* [Petunjuk Tugas]:
Periksa apakah tiap pernyataan berikut sesuai dengan teks tentang kemandirian orang Amerika. Jawab ya atau tidak untuk masing-masing dan sertakan kutipan persis dari teks yang menjadi penentunya.
(a) Semua bule Amerika kaya dan hidup mudah.
(b) Kebanyakan orang berkecukupan di Indonesia mempunyai pembantu.
(c) Di Amerika, pekerjaan rumah hanya dikerjakan oleh ibu.

* [Kutipan Teks]:
###

Saya lihat kalo bule Amerika juga ga semuanya kaya dan hidup mudah. Kita bilang negara kita miskin tapi yang saya lihat di lingkungan saya orang-orang hidup lebih dari berkecukupan. Kebanyakan orang berkecukupan di Indonesia mempunyai pembantu dan pelajarnya hanya sekolah, jarang ada yang bekerja. Di sana, bahkan para pelajar SMA mostly have a job to pay for their own expenses and expected by their parents to be independent. Ga ada ngomongin masalah pembantu, semua anggota keluarga punya choresnya sendiri di rumah dari bapak, ibu sampe anak-anaknya yang laki-laki maupun perempuan. 

Tingginya appreciation dan human resources di sana mungkin itu yang membuat setiap orang harus belajar mandiri. Semua serba sendiri. Gaji orang lain mahal, lebih baik kerjain sendiri. Di sini tinggal panggil tukang air, tukang kebun, tukang ledeng, pembantu, supir, semua ada dan siap digaji untuk hidup dibawah garis sejahtera.

###

[Catatan anotasi titik]

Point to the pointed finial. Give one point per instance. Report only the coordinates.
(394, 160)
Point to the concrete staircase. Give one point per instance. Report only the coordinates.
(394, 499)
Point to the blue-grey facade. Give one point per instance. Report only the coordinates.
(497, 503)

###

* [Jawaban Tugas]:
(a) Tidak. Teks menyebutkan "bule Amerika juga ga semuanya kaya dan hidup mudah".
(b) Ya. Teks menyebutkan "Kebanyakan orang berkecukupan di Indonesia mempunyai pembantu".
(c) Tidak. Teks menyebutkan "semua anggota keluarga punya choresnya sendiri di rumah dari bapak, ibu sampe anak-anaknya yang laki-laki maupun perempuan".